Material for the task START

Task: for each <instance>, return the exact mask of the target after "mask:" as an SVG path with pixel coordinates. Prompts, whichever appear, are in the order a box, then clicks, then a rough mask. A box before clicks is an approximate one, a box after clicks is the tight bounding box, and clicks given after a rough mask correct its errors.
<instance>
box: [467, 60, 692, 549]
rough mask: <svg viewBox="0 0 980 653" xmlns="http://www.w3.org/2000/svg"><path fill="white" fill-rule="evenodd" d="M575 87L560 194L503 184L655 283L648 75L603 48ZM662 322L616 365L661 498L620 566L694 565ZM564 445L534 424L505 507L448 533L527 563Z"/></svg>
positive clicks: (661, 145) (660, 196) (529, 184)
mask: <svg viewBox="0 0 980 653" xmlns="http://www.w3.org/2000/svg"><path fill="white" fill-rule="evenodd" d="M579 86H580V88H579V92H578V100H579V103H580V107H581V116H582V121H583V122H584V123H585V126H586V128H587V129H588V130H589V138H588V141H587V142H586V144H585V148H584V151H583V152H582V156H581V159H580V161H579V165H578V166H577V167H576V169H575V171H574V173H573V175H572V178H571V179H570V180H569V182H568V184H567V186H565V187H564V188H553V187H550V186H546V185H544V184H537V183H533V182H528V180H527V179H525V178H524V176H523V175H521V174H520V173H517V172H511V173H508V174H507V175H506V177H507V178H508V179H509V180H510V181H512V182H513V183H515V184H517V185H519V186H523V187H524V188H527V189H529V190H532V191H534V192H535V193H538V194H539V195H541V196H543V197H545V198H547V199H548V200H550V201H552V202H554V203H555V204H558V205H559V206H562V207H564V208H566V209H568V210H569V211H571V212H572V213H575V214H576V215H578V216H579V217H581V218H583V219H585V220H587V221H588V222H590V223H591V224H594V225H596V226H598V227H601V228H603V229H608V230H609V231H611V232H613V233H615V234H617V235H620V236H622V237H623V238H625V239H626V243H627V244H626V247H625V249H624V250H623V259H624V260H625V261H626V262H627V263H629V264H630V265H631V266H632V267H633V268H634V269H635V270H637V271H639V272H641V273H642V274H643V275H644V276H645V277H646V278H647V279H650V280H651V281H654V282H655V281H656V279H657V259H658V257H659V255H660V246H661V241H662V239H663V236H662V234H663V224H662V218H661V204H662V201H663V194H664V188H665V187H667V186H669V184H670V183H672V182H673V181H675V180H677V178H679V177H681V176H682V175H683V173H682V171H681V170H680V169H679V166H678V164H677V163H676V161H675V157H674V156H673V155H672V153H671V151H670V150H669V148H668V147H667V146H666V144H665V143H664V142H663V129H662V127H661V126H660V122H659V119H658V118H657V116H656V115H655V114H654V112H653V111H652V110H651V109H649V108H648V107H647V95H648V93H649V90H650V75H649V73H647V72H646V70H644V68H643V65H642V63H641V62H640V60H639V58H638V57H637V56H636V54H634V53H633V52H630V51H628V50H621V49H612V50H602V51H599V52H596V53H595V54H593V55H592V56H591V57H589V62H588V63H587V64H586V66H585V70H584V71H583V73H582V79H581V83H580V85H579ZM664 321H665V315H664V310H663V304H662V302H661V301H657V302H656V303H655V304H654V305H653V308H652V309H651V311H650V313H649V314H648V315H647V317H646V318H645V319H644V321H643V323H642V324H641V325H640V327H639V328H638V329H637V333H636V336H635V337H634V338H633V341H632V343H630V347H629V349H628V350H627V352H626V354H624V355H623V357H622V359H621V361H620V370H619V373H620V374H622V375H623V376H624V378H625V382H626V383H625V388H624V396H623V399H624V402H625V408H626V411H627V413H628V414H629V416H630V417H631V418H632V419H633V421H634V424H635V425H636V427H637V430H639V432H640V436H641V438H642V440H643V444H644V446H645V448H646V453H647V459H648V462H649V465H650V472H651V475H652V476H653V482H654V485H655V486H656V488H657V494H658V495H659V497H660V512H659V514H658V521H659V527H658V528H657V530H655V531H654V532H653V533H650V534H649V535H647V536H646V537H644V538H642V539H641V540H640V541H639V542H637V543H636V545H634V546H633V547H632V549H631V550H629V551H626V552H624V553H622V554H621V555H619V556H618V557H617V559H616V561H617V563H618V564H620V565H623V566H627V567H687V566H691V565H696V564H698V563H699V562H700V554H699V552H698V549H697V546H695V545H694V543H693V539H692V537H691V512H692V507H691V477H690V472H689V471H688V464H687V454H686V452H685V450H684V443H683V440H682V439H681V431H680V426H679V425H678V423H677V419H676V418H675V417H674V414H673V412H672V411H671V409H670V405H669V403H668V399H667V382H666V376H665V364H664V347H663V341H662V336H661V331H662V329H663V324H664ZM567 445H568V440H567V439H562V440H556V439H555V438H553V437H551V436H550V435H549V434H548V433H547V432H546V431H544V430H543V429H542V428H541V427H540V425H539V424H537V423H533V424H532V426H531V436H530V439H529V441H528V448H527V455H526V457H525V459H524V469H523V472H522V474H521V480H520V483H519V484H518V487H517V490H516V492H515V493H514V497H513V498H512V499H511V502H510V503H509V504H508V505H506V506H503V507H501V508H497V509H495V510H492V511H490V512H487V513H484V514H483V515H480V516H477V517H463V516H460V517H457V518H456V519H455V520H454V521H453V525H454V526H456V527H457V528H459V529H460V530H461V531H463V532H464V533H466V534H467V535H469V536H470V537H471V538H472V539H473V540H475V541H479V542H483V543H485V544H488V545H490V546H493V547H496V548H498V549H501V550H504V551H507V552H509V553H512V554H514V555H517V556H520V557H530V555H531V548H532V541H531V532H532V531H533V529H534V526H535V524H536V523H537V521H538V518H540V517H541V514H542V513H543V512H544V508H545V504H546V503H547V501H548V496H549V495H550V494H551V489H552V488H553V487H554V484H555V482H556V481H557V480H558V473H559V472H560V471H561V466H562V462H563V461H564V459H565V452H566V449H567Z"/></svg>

Material for the task END

__Aim of the exercise__: Restate the material word for word, leaving nothing out.

__Result__:
Task: for each <instance>, return the exact mask of the target after "mask:" as an SVG path with pixel coordinates. Prompts, whichever appear, are in the order a box, then clicks, then a rough mask. A box before clicks is an approximate one, a box after clicks is the tight bounding box, and clicks given after a rough mask correct its errors.
<instance>
box: [467, 60, 692, 549]
rough mask: <svg viewBox="0 0 980 653" xmlns="http://www.w3.org/2000/svg"><path fill="white" fill-rule="evenodd" d="M575 87L560 194L503 184L655 283L648 75L603 48ZM662 322L616 365L661 498L620 566L694 565ZM564 445L534 424L505 507L448 533L527 563Z"/></svg>
positive clicks: (661, 145) (660, 196) (529, 184)
mask: <svg viewBox="0 0 980 653" xmlns="http://www.w3.org/2000/svg"><path fill="white" fill-rule="evenodd" d="M579 86H580V88H579V92H578V100H579V103H580V107H581V116H582V121H583V122H584V123H585V126H586V128H587V129H588V130H589V138H588V141H587V142H586V144H585V148H584V151H583V152H582V156H581V159H580V161H579V165H578V166H577V167H576V169H575V171H574V173H573V175H572V178H571V179H570V180H569V182H568V184H567V186H565V187H564V188H553V187H550V186H546V185H544V184H537V183H533V182H528V180H527V179H525V178H524V176H523V175H521V174H520V173H517V172H511V173H508V174H507V175H506V177H507V178H508V179H509V180H510V181H512V182H513V183H515V184H517V185H519V186H523V187H524V188H527V189H529V190H532V191H534V192H535V193H538V194H539V195H541V196H543V197H545V198H547V199H548V200H550V201H552V202H554V203H555V204H558V205H559V206H562V207H564V208H566V209H568V210H569V211H571V212H572V213H575V214H576V215H578V216H579V217H581V218H583V219H585V220H587V221H588V222H590V223H591V224H594V225H596V226H598V227H601V228H603V229H608V230H609V231H611V232H613V233H615V234H617V235H620V236H622V237H623V238H625V239H626V243H627V244H626V247H625V249H624V250H623V259H624V260H625V261H626V262H627V263H629V264H630V265H631V266H632V267H633V268H634V269H635V270H637V271H639V272H641V273H642V274H643V275H644V276H645V277H646V278H647V279H650V280H651V281H654V282H655V281H656V279H657V259H658V257H659V255H660V246H661V241H662V239H663V236H662V234H663V224H662V218H661V204H662V201H663V194H664V188H665V187H667V186H669V184H670V183H672V182H673V181H675V180H677V178H679V177H681V176H682V175H683V173H682V171H681V170H680V169H679V166H678V164H677V163H676V161H675V157H674V156H673V155H672V153H671V151H670V150H669V148H668V147H667V146H666V144H665V143H664V142H663V129H662V127H661V126H660V122H659V119H658V118H657V116H656V115H655V114H654V112H653V111H652V110H651V109H649V108H648V107H647V95H648V93H649V90H650V75H649V73H647V72H646V70H644V68H643V65H642V63H641V62H640V60H639V58H638V57H637V56H636V54H634V53H633V52H630V51H628V50H621V49H612V50H602V51H599V52H596V53H595V54H593V55H592V56H591V57H589V62H588V63H587V64H586V66H585V70H584V71H583V73H582V79H581V83H580V85H579ZM664 321H665V315H664V310H663V304H662V302H661V301H657V302H656V303H655V304H654V305H653V308H652V309H651V311H650V313H649V314H648V315H647V317H646V318H645V319H644V321H643V323H642V324H641V325H640V327H639V328H638V329H637V333H636V336H635V337H634V338H633V341H632V343H630V347H629V349H628V350H627V352H626V354H624V355H623V357H622V359H621V361H620V370H619V373H620V374H622V375H623V376H624V378H625V382H626V383H625V388H624V396H623V399H624V402H625V408H626V411H627V413H628V414H629V416H630V417H631V418H632V419H633V421H634V424H635V425H636V427H637V430H639V432H640V436H641V438H642V440H643V444H644V446H645V448H646V453H647V459H648V462H649V465H650V472H651V475H652V476H653V482H654V485H655V486H656V488H657V494H658V495H659V497H660V512H659V514H658V521H659V527H658V528H657V530H655V531H654V532H653V533H650V534H649V535H647V536H646V537H644V538H642V539H641V540H640V541H639V542H637V543H636V545H634V546H633V547H632V549H631V550H629V551H626V552H624V553H622V554H621V555H619V556H618V557H617V559H616V561H617V563H618V564H620V565H623V566H627V567H687V566H691V565H696V564H698V563H699V562H700V554H699V552H698V549H697V546H695V545H694V543H693V539H692V537H691V512H692V507H691V477H690V472H689V471H688V464H687V454H686V452H685V450H684V443H683V440H682V439H681V431H680V426H679V425H678V423H677V419H676V418H675V417H674V414H673V412H672V411H671V409H670V405H669V403H668V399H667V382H666V376H665V364H664V347H663V341H662V336H661V331H662V329H663V324H664ZM567 445H568V440H567V439H562V440H556V439H555V438H553V437H551V436H550V435H549V434H548V433H547V432H546V431H544V430H543V429H542V428H541V427H540V425H539V424H537V423H533V424H532V426H531V436H530V439H529V441H528V448H527V455H526V457H525V459H524V469H523V472H522V474H521V480H520V483H519V484H518V487H517V490H516V492H515V493H514V497H513V498H512V499H511V502H510V503H509V504H508V505H506V506H503V507H501V508H497V509H495V510H492V511H490V512H487V513H484V514H483V515H480V516H477V517H463V516H460V517H457V518H456V519H455V520H454V521H453V525H454V526H456V527H457V528H459V529H460V530H461V531H463V532H464V533H466V534H467V535H469V536H470V537H471V538H472V539H473V540H475V541H479V542H483V543H485V544H488V545H490V546H493V547H496V548H498V549H501V550H504V551H507V552H509V553H512V554H514V555H517V556H520V557H530V555H531V548H532V541H531V532H532V531H533V529H534V526H535V524H536V523H537V521H538V518H540V517H541V514H542V513H543V512H544V508H545V504H546V503H547V501H548V496H549V495H550V494H551V489H552V488H553V487H554V484H555V482H556V481H557V480H558V473H559V472H560V471H561V466H562V462H563V461H564V459H565V452H566V449H567Z"/></svg>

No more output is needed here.